• [WHAT THIS TASK INVOLVES]:
Going line by line through the data below, how many lines contain the word "referee"? Give only the number.

[Referring expression data]
------------------------

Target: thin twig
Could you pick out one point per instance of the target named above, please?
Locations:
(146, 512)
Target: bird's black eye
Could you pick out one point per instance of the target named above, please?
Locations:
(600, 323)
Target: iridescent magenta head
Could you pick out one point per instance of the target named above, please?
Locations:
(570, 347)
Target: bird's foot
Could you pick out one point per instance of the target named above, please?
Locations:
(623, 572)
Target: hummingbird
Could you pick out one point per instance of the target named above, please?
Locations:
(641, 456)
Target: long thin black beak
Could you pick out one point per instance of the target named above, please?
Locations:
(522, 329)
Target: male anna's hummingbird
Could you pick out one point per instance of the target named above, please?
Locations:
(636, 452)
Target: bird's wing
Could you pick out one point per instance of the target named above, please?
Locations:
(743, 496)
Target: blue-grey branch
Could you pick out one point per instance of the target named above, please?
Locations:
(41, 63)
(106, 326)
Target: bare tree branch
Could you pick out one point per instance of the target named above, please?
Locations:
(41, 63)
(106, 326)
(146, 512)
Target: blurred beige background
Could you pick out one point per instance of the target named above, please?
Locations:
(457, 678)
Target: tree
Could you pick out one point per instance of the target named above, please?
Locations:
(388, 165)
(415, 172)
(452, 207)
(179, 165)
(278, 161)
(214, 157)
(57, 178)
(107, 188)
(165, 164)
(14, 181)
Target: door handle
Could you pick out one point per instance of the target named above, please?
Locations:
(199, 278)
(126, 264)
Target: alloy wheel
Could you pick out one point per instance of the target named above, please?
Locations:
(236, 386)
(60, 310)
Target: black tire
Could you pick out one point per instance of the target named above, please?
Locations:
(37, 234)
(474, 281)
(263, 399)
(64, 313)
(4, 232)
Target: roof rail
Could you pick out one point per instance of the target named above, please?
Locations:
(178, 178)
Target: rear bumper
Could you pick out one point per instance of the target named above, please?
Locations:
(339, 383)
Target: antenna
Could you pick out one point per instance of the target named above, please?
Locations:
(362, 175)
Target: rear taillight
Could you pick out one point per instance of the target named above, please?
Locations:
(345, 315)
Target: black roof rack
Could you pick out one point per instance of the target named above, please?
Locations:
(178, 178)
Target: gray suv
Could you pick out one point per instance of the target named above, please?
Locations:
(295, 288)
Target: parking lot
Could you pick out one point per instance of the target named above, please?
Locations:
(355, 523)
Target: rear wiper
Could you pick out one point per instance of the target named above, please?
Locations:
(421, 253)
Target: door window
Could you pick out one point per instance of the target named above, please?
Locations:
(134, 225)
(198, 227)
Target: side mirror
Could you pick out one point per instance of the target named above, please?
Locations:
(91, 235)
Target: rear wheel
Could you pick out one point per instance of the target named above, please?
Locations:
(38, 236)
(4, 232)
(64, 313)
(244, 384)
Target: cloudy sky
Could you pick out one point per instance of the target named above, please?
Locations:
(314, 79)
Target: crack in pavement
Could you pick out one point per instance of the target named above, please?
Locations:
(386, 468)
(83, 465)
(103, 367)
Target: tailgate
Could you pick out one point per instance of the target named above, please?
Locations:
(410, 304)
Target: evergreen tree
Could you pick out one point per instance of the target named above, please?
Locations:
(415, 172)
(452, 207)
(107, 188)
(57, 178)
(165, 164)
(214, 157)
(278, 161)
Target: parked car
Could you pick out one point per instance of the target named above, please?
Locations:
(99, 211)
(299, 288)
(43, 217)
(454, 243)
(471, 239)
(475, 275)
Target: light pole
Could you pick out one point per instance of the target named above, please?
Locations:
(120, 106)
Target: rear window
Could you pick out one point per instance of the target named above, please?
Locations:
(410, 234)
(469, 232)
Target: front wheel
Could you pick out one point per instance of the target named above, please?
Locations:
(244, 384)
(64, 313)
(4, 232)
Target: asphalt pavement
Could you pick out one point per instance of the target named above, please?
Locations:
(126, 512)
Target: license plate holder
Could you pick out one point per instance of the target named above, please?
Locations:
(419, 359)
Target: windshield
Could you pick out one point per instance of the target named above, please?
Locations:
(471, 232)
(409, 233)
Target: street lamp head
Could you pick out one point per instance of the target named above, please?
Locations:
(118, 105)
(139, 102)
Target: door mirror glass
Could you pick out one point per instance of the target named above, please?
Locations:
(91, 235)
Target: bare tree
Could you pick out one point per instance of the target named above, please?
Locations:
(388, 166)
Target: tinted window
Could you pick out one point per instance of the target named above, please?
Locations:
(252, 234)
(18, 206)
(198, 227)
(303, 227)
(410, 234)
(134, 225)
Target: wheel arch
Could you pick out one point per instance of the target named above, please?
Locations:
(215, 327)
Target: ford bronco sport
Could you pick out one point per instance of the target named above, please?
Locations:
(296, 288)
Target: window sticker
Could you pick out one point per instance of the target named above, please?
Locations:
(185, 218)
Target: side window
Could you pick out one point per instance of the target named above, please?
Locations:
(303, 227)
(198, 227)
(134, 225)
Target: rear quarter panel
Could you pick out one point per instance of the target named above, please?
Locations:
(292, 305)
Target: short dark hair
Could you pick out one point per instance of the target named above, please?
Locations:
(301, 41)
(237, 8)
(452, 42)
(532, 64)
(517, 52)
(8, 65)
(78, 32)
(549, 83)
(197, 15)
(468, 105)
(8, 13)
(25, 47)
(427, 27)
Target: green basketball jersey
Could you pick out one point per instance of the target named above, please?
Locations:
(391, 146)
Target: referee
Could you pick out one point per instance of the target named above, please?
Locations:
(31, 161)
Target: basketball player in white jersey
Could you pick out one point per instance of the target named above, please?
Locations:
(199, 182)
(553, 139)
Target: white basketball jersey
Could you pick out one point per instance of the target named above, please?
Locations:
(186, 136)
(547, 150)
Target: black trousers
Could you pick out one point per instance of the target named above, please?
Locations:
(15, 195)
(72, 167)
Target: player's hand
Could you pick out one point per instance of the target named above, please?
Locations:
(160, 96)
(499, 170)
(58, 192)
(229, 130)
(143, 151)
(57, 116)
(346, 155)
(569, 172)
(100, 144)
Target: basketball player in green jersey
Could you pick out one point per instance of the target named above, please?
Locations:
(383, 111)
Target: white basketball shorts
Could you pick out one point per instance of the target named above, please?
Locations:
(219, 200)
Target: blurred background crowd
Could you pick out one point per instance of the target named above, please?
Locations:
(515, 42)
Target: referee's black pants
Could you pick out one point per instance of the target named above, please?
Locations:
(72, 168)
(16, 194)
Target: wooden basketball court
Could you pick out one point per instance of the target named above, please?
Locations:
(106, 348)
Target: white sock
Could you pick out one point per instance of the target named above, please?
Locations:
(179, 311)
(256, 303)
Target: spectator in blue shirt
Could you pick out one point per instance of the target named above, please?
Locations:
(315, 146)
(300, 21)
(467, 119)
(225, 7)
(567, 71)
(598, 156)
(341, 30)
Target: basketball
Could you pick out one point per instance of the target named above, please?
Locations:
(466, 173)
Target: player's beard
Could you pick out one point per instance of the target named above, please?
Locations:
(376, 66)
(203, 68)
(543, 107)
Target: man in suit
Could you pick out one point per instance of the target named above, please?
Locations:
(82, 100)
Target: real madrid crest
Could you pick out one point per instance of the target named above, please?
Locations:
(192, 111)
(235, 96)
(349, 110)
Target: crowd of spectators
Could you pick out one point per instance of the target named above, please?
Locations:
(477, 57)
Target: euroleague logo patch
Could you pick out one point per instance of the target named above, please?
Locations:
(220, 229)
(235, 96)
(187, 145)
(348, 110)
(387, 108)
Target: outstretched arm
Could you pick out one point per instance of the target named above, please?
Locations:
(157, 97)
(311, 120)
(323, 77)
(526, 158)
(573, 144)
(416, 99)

------------------------

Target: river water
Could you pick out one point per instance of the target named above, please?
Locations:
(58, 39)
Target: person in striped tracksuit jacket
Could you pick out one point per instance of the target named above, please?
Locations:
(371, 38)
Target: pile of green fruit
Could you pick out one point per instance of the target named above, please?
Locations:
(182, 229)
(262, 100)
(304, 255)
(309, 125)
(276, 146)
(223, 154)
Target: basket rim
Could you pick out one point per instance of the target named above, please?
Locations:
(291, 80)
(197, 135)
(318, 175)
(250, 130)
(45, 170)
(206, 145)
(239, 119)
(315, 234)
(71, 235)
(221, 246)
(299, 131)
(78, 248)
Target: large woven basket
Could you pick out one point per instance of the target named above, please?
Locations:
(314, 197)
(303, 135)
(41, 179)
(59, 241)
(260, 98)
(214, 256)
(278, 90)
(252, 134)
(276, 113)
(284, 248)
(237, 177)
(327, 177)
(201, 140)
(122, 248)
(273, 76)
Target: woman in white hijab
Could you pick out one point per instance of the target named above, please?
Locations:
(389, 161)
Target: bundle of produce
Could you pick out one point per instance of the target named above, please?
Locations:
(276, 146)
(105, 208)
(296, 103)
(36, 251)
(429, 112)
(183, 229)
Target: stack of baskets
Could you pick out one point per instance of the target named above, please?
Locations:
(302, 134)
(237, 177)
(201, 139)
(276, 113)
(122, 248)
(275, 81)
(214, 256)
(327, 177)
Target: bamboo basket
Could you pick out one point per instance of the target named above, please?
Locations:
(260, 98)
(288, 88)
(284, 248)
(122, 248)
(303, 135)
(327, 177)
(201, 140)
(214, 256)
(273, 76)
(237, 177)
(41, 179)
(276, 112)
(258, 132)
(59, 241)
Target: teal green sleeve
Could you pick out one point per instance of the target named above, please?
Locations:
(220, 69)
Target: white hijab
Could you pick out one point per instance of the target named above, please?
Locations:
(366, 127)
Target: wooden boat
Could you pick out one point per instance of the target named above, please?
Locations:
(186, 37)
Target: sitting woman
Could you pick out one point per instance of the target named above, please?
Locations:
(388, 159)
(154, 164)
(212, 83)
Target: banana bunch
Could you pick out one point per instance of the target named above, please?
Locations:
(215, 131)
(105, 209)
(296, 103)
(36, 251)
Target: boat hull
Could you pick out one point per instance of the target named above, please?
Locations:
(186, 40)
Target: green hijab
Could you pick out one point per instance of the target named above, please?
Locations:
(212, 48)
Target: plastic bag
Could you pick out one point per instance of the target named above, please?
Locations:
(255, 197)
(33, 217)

------------------------

• [WORKED SOLUTION]:
2